THE DATA:
____

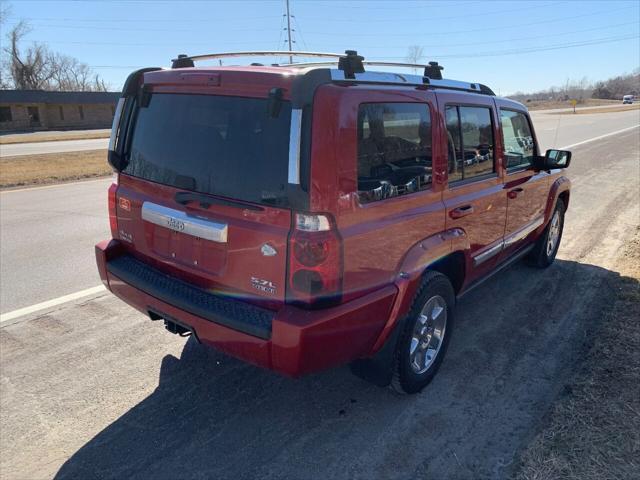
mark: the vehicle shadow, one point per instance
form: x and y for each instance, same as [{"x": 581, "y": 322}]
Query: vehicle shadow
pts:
[{"x": 519, "y": 338}]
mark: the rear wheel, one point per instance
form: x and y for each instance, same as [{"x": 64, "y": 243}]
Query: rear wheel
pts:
[
  {"x": 426, "y": 335},
  {"x": 546, "y": 247}
]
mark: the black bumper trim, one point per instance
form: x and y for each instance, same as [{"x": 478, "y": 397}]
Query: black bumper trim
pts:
[{"x": 232, "y": 313}]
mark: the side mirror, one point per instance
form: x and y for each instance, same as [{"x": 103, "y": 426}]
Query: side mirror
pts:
[
  {"x": 557, "y": 159},
  {"x": 553, "y": 159}
]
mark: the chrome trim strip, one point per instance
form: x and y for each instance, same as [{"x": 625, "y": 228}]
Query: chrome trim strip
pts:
[
  {"x": 523, "y": 232},
  {"x": 115, "y": 125},
  {"x": 181, "y": 222},
  {"x": 487, "y": 254},
  {"x": 508, "y": 241},
  {"x": 294, "y": 146}
]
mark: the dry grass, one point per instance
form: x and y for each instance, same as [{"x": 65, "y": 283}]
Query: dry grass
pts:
[
  {"x": 52, "y": 167},
  {"x": 594, "y": 428},
  {"x": 54, "y": 136},
  {"x": 617, "y": 108}
]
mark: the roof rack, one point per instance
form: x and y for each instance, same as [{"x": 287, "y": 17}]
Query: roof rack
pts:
[{"x": 350, "y": 64}]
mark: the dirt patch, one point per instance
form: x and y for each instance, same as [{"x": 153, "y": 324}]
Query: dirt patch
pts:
[
  {"x": 53, "y": 137},
  {"x": 52, "y": 167},
  {"x": 593, "y": 429},
  {"x": 617, "y": 108}
]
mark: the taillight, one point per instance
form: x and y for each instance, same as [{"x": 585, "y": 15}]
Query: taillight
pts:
[
  {"x": 113, "y": 215},
  {"x": 315, "y": 261}
]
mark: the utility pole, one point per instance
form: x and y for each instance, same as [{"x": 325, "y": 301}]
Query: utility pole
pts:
[{"x": 289, "y": 31}]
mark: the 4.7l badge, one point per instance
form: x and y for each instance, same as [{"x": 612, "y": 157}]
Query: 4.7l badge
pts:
[{"x": 263, "y": 285}]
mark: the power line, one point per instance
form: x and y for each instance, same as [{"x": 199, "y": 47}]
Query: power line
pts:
[
  {"x": 483, "y": 29},
  {"x": 520, "y": 51},
  {"x": 473, "y": 55},
  {"x": 367, "y": 47}
]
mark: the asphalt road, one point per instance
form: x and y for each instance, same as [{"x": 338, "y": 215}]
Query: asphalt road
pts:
[
  {"x": 47, "y": 237},
  {"x": 92, "y": 389},
  {"x": 19, "y": 149}
]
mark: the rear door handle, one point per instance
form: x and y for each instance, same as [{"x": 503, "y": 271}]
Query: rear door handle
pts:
[
  {"x": 461, "y": 211},
  {"x": 514, "y": 193}
]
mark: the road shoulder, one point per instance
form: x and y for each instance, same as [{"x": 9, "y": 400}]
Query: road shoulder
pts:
[{"x": 593, "y": 429}]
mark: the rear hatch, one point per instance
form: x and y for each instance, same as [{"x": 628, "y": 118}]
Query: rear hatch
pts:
[{"x": 202, "y": 196}]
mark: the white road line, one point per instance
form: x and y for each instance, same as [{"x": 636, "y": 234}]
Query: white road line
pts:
[
  {"x": 63, "y": 184},
  {"x": 6, "y": 317},
  {"x": 600, "y": 137}
]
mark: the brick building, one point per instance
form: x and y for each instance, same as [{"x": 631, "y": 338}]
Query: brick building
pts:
[{"x": 28, "y": 110}]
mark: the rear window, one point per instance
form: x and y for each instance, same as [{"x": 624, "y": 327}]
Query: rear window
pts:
[{"x": 227, "y": 146}]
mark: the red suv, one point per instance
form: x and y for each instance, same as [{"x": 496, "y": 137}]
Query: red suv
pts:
[{"x": 302, "y": 216}]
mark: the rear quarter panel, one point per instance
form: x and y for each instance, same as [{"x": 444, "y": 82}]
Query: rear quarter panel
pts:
[{"x": 377, "y": 235}]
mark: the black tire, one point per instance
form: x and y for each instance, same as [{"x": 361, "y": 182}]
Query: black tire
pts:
[
  {"x": 406, "y": 379},
  {"x": 541, "y": 256}
]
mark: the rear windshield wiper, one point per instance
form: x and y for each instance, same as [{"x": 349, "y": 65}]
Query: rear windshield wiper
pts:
[{"x": 205, "y": 201}]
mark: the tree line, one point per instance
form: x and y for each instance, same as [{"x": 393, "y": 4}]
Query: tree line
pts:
[
  {"x": 37, "y": 67},
  {"x": 614, "y": 89}
]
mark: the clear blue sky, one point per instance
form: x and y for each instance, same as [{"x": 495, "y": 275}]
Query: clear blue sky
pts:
[{"x": 508, "y": 45}]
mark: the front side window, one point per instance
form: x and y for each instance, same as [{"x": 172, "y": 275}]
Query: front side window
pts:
[
  {"x": 5, "y": 114},
  {"x": 394, "y": 149},
  {"x": 519, "y": 146},
  {"x": 470, "y": 142}
]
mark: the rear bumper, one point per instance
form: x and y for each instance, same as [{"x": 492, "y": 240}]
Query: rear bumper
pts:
[{"x": 291, "y": 340}]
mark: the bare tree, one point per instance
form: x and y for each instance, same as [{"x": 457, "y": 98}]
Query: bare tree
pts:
[
  {"x": 415, "y": 54},
  {"x": 38, "y": 68}
]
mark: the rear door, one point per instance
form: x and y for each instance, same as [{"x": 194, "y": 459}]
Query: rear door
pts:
[
  {"x": 526, "y": 188},
  {"x": 203, "y": 194},
  {"x": 475, "y": 199}
]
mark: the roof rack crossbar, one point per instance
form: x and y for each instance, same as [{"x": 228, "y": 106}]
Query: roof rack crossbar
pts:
[
  {"x": 264, "y": 53},
  {"x": 349, "y": 64}
]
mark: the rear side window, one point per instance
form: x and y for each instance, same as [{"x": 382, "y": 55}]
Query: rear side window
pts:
[
  {"x": 227, "y": 146},
  {"x": 470, "y": 142},
  {"x": 519, "y": 146},
  {"x": 394, "y": 149}
]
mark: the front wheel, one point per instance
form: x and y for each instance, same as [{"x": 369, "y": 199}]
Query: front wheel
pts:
[
  {"x": 426, "y": 335},
  {"x": 546, "y": 247}
]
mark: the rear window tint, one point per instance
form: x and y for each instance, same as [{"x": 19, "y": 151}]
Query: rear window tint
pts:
[{"x": 227, "y": 146}]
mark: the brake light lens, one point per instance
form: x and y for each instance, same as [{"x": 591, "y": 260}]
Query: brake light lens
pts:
[
  {"x": 112, "y": 201},
  {"x": 315, "y": 261}
]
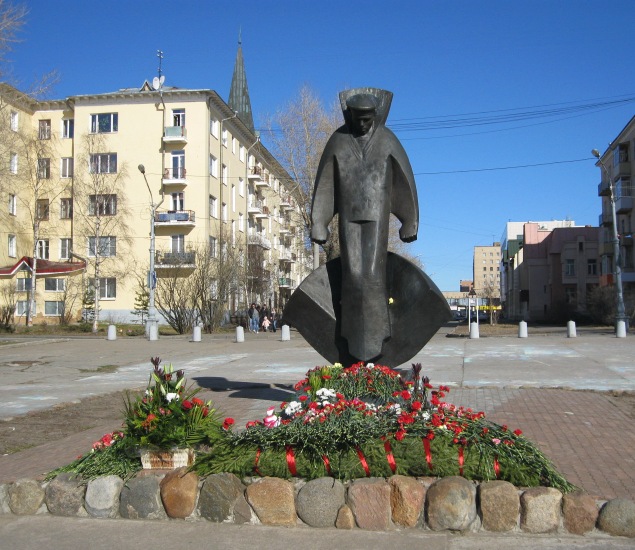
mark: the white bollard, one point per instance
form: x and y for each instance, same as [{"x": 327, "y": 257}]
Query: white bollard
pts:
[
  {"x": 621, "y": 329},
  {"x": 571, "y": 333}
]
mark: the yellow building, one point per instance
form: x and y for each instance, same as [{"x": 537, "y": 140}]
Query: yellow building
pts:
[{"x": 75, "y": 198}]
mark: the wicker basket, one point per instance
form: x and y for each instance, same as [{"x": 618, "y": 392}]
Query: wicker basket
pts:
[{"x": 166, "y": 460}]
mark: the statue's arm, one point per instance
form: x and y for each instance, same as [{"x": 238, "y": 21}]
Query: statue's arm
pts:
[
  {"x": 405, "y": 205},
  {"x": 323, "y": 207}
]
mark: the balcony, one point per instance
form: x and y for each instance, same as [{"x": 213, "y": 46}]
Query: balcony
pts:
[
  {"x": 285, "y": 282},
  {"x": 174, "y": 176},
  {"x": 172, "y": 260},
  {"x": 604, "y": 189},
  {"x": 623, "y": 205},
  {"x": 178, "y": 218},
  {"x": 175, "y": 134},
  {"x": 259, "y": 240}
]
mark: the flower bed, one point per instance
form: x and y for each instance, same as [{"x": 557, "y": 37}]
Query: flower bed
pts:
[{"x": 347, "y": 423}]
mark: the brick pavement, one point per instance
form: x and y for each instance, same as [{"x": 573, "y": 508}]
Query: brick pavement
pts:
[{"x": 587, "y": 436}]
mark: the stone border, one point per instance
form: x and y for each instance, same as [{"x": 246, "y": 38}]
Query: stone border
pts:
[{"x": 398, "y": 502}]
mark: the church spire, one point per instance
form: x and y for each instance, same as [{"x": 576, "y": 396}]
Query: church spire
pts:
[{"x": 239, "y": 93}]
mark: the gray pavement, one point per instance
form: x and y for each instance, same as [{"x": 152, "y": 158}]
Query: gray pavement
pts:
[{"x": 546, "y": 385}]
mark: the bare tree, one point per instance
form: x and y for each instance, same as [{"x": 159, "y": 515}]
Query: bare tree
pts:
[{"x": 100, "y": 211}]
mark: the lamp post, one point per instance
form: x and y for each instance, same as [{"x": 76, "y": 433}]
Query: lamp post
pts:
[
  {"x": 620, "y": 317},
  {"x": 152, "y": 324}
]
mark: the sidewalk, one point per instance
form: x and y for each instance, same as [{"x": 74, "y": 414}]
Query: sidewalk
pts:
[{"x": 544, "y": 385}]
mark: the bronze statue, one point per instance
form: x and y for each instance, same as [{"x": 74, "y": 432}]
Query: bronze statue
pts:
[{"x": 345, "y": 308}]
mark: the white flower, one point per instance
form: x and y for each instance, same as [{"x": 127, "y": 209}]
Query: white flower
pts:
[{"x": 292, "y": 408}]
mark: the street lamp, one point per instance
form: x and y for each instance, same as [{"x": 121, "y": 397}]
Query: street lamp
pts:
[
  {"x": 152, "y": 324},
  {"x": 621, "y": 312}
]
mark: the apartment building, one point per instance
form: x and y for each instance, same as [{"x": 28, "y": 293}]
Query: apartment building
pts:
[
  {"x": 486, "y": 271},
  {"x": 616, "y": 171},
  {"x": 73, "y": 172},
  {"x": 548, "y": 269}
]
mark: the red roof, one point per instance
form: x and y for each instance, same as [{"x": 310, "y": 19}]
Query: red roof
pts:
[{"x": 44, "y": 267}]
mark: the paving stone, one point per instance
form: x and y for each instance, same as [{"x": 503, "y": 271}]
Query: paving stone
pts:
[
  {"x": 369, "y": 500},
  {"x": 540, "y": 510},
  {"x": 141, "y": 499},
  {"x": 617, "y": 518},
  {"x": 25, "y": 497},
  {"x": 65, "y": 495},
  {"x": 102, "y": 496},
  {"x": 407, "y": 497},
  {"x": 499, "y": 504},
  {"x": 273, "y": 501},
  {"x": 580, "y": 513},
  {"x": 451, "y": 504},
  {"x": 319, "y": 501},
  {"x": 179, "y": 491}
]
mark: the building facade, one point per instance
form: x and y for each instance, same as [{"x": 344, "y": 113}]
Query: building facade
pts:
[
  {"x": 548, "y": 270},
  {"x": 73, "y": 193}
]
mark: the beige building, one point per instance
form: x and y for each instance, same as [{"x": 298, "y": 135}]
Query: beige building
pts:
[{"x": 73, "y": 196}]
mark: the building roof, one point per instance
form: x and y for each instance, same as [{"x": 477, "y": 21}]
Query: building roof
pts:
[{"x": 44, "y": 267}]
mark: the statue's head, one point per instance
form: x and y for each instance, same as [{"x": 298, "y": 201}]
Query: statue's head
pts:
[{"x": 363, "y": 109}]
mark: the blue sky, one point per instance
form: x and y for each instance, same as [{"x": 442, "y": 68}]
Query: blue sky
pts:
[{"x": 516, "y": 83}]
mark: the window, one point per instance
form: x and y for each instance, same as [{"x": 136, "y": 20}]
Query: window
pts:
[
  {"x": 23, "y": 284},
  {"x": 42, "y": 209},
  {"x": 178, "y": 201},
  {"x": 65, "y": 248},
  {"x": 592, "y": 267},
  {"x": 107, "y": 246},
  {"x": 22, "y": 306},
  {"x": 107, "y": 288},
  {"x": 54, "y": 284},
  {"x": 104, "y": 123},
  {"x": 213, "y": 207},
  {"x": 68, "y": 128},
  {"x": 105, "y": 163},
  {"x": 43, "y": 249},
  {"x": 213, "y": 166},
  {"x": 66, "y": 168},
  {"x": 43, "y": 169},
  {"x": 66, "y": 209},
  {"x": 44, "y": 129},
  {"x": 178, "y": 117},
  {"x": 102, "y": 205},
  {"x": 212, "y": 247},
  {"x": 178, "y": 243},
  {"x": 53, "y": 308},
  {"x": 12, "y": 246}
]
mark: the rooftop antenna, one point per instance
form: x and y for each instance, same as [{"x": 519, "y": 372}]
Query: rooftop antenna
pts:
[{"x": 157, "y": 81}]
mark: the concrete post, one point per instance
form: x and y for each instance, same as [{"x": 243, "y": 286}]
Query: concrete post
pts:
[
  {"x": 571, "y": 333},
  {"x": 621, "y": 329}
]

____

TASK BRIEF: Add 35 to every x and y coordinate in the answers, and write out again all lines of the items from the line that has "mark: the concrete" through the end of the items, with each line included. Leave the numbers in the requests and their format samples unchanged.

RESPONSE TO THE EXERCISE:
mark: the concrete post, one point per instance
form: x and y for each instance, same as [{"x": 243, "y": 286}]
Query: concrete post
pts:
[
  {"x": 606, "y": 368},
  {"x": 656, "y": 364}
]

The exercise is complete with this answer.